### СПИСОК ЗАДАНИЙ:
A. Объясните в одном–трёх предложениях по отрывку о русских анклавах и диаспорах, почему для русских анклавов шанс создать конкурентный уклад особенно важен.
B. Верны ли по отрывку о русских анклавах и диаспорах эти утверждения? Ответьте «да» или «нет» и точно процитируйте решающие слова. (i) Русская культура названа доминирующей на постсоветском пространстве. (ii) Титульная нация предлагает русским равные условия социальной конкуренции. (iii) Лучшие образы жизнедеятельности будут отобраны до социо-культурного конкурса.

### ПРИВЕДЁННЫЙ ОТРЫВОК:
Но вернёмся к окраинам русского "континента". Так как русская культура является доминирующей культурой на постсоветском пространстве, аккультурация носителей данной культуры невозможна. Правда остаётся вопрос: все ли называющие себя русскими являются носителями русской всемирной культуры? Возможно, что именно лишённые всемирности оказываются в числе ассимилируемых…

В связи с этим возникает другой вопрос: что иное, отличное от процессов аккультурации и ассимиляции будет происходить на постсоветском пространстве? Мы видим, что социальный климат в местах проживания наших соотечественников явно не благоприятен, т.е. титульная нация предлагает заранее неравные условия социальной конкуренции. Что из этого следует? В первую очередь то, что русские анклавов и диаспор имеют исторический шанс создать конкурентный уклад. В случае с русскими анклавами это особенно важно, так как последние представляют собой своеобразные лаборатории, в которых развёрнута работа по созданию комплексного решения обустройства всех сторон быта на конкретной территории. Если это сложится, то в дальнейшем, после проведения социо-культурного конкурса, отобранные лучшие образы жизнедеятельности будут переданы в Россию с целью трансляции более прогрессивного (конкурентного) уклада на весь русский архипелаг.

### ИСХОДНЫЕ ДАННЫЕ:
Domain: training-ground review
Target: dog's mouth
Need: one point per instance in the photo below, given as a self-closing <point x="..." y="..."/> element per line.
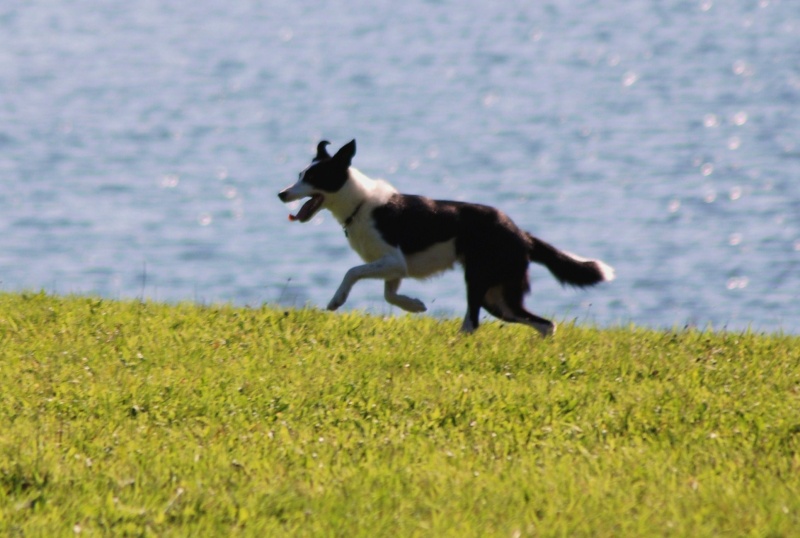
<point x="309" y="208"/>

### ОТВЕТЫ К ЗАДАНИЯМ:
A. Русские анклавы представляют собой своеобразные лаборатории. В них развёрнута работа по созданию комплексного решения обустройства всех сторон быта на конкретной территории.

B.
(i) Да: «русская культура является доминирующей культурой на постсоветском пространстве».
(ii) Нет: «титульная нация предлагает заранее неравные условия социальной конкуренции».
(iii) Нет: «после проведения социо-культурного конкурса, отобранные лучшие образы жизнедеятельности будут переданы в Россию».